● **TASK**:
According to the military spouse forum post below, why might a BAH change miss one paycheck and wait for the next? Answer in one to three sentences.

● **DOCUMENT EXCERPT**:
^^^^

As sad as it may be, I have found this story quite typical amongst the Army community. All of my Army wife friends have gone through this to some degree and have each divorced (of which I didn't support when they sought my advise). A couple of them regret their decisions to divorce.

I feel like the Army doesn't strongly promote marriage like the other branches and many of the wives feel detached. Whereas in the AF you will find many of wives who are VERY involved with their husbands career and the branch. There is an emphasis on maintaining a strong home front for the sake of morale at home which carries over into the workplace. As an AF wive I have been encouraged to get more involved with the AF community, the benefits, my husbands unit, their spouses, etc. But I haven't witness this within the Army community. The Navy? Yes. The Marines? Yes. But not the Army.

OP you should be with your husband and you should have been with him during basic....my husband is retraining at tech school and I see plenty of basic training spouses in the area from all branches.

If you're in a shelter you need to contact the Family Readiness Center and go through his chain of command to demand the support you are entitled to.

And if anything you need to have your own password (he can set up) to the mypay site where you can see his pay, entitlements, etc.

You should have a recall roster and his first shirts contact information.

You need to have the name and phone number of a spouse of another solider in his unit.

If you need help with anything or just need to talk, feel free to PM me and I can give you my phone number.

Regardless of the difference in branches we are a military spouse community who supports each other. I am very aware of the Army community as well and have contacts I can reach back and get answers for you.

Hugs.

But I think this can work.
 
Oh and it don't take that long for finance to update getting BAH. If they are it is because finance and mpf aren't doing what they are supposed to do. i.e enter the information in the system. There is a cutoff for them to do it. To get in on the next paycheck they have to have the paperwork and computer system updated I think 5 days out. If they do it less than 5 days before you are to get paid then you have to wait till the next pay period.

I have NEVER (knock on wood) had a pay problem that lasted more than one or two paychecks. The people that do have problems aren't keeping up with their pay and making sure things get done.


True but everyone knows that if you want your pay to be screwed up, just get married.

My husband was a SrA when we got married...he was only bringing in $350ish a month and still in the dorms.

After we got married, for six months his 1st and 15th checks were $25. No lie. I could have divorced him, but I knew it wasn't his fault. Thankfully, I had a job in place when I moved to his side of town, so we lived off my income. But I will tell you that it took about 2 years before I could even consider my husband a PROVIDER in terms of who brings home the bacon.
 
True but everyone knows that if you want your pay to be screwed up, just get married.

My husband was a SrA when we got married...he was only bringing in $350ish a month and still in the dorms.

^^^^

● **COLLECTED DATA**:
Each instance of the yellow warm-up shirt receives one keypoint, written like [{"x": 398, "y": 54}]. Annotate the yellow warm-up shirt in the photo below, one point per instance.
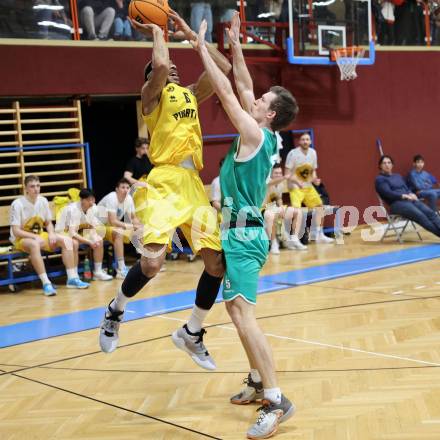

^^^^

● **REPLY**:
To reach the next paycheck, finance has to have the paperwork and computer system updated by a cutoff, which the writer thinks is about five days before payday. If finance enters it less than five days before payday, the change waits until the next pay period.